[Stored records]

**********

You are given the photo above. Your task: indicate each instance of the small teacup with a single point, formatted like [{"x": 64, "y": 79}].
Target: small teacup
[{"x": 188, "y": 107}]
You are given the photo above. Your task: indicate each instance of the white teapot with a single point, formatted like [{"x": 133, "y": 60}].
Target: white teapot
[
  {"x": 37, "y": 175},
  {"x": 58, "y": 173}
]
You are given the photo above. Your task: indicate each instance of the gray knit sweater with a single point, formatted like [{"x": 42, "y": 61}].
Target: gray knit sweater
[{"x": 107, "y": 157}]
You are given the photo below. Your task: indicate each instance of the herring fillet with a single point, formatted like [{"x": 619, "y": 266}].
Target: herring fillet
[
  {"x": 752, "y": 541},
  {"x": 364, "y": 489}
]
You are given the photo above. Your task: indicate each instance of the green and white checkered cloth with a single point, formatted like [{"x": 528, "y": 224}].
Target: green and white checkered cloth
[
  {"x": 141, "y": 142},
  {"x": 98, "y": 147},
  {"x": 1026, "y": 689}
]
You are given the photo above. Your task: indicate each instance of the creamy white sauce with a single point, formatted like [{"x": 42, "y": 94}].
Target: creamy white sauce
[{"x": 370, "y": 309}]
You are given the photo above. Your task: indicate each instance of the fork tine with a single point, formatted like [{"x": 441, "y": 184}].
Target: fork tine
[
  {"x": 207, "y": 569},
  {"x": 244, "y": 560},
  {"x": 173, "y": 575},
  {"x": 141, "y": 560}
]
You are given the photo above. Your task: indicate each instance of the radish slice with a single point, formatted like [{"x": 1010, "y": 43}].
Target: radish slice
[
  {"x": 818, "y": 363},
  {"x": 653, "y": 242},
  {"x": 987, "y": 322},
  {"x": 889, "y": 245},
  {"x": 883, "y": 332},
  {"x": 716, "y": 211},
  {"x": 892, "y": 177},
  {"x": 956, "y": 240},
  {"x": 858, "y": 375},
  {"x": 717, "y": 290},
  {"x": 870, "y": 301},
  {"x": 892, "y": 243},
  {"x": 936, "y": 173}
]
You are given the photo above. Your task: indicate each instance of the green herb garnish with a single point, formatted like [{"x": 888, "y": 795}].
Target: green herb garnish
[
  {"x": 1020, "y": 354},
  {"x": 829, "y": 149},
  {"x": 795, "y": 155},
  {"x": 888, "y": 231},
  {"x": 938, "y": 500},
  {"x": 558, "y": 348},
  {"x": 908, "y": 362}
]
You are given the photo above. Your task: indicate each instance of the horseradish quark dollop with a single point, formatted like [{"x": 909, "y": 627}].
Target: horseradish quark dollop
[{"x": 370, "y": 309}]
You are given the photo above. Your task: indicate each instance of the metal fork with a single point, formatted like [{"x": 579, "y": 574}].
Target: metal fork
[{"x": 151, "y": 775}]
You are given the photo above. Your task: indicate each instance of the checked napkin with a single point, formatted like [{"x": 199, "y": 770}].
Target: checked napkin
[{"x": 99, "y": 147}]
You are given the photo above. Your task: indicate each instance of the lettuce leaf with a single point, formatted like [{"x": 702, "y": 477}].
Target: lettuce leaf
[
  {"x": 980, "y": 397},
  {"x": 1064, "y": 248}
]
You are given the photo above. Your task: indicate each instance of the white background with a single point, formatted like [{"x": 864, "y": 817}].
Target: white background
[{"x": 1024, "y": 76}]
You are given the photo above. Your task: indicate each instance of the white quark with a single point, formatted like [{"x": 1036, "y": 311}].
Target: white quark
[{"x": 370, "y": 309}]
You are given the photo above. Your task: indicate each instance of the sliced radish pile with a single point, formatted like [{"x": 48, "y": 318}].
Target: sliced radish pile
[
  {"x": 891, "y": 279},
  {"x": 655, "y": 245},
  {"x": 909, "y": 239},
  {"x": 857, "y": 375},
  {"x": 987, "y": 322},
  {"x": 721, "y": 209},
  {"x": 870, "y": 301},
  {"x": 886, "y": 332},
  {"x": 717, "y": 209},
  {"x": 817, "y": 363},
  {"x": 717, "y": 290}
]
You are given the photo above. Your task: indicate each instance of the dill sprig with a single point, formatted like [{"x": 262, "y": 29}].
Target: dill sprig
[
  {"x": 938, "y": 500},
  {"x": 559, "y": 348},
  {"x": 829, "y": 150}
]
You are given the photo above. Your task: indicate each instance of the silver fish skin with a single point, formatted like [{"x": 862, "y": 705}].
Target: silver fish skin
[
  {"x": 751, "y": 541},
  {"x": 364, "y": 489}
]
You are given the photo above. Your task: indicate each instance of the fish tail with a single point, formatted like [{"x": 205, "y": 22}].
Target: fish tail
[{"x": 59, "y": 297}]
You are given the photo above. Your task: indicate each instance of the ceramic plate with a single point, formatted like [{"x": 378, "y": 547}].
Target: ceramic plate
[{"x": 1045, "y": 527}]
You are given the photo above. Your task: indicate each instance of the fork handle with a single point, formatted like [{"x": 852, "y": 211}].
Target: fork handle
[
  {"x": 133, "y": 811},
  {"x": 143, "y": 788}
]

**********

> _Activity_: Give again, exactly, every line from the one holding "Target: silver fish skin" to the last line of the data.

> _Task result_:
Target: silver fish skin
[
  {"x": 751, "y": 541},
  {"x": 364, "y": 489}
]
You are given the photo above. Your task: indicate each instance of the fish tail with a single point, formatted like [{"x": 205, "y": 22}].
Target: fish tail
[{"x": 59, "y": 297}]
You are given the photo above. Your task: indicate each instance of the ceramic plate with a single point, formatted like [{"x": 378, "y": 547}].
Target: ceramic plate
[{"x": 1045, "y": 527}]
You are given the photo above. Your task: indicate each instance of the fork handle with a single point, formatted like [{"x": 852, "y": 211}].
Target: fork handle
[
  {"x": 133, "y": 811},
  {"x": 143, "y": 788}
]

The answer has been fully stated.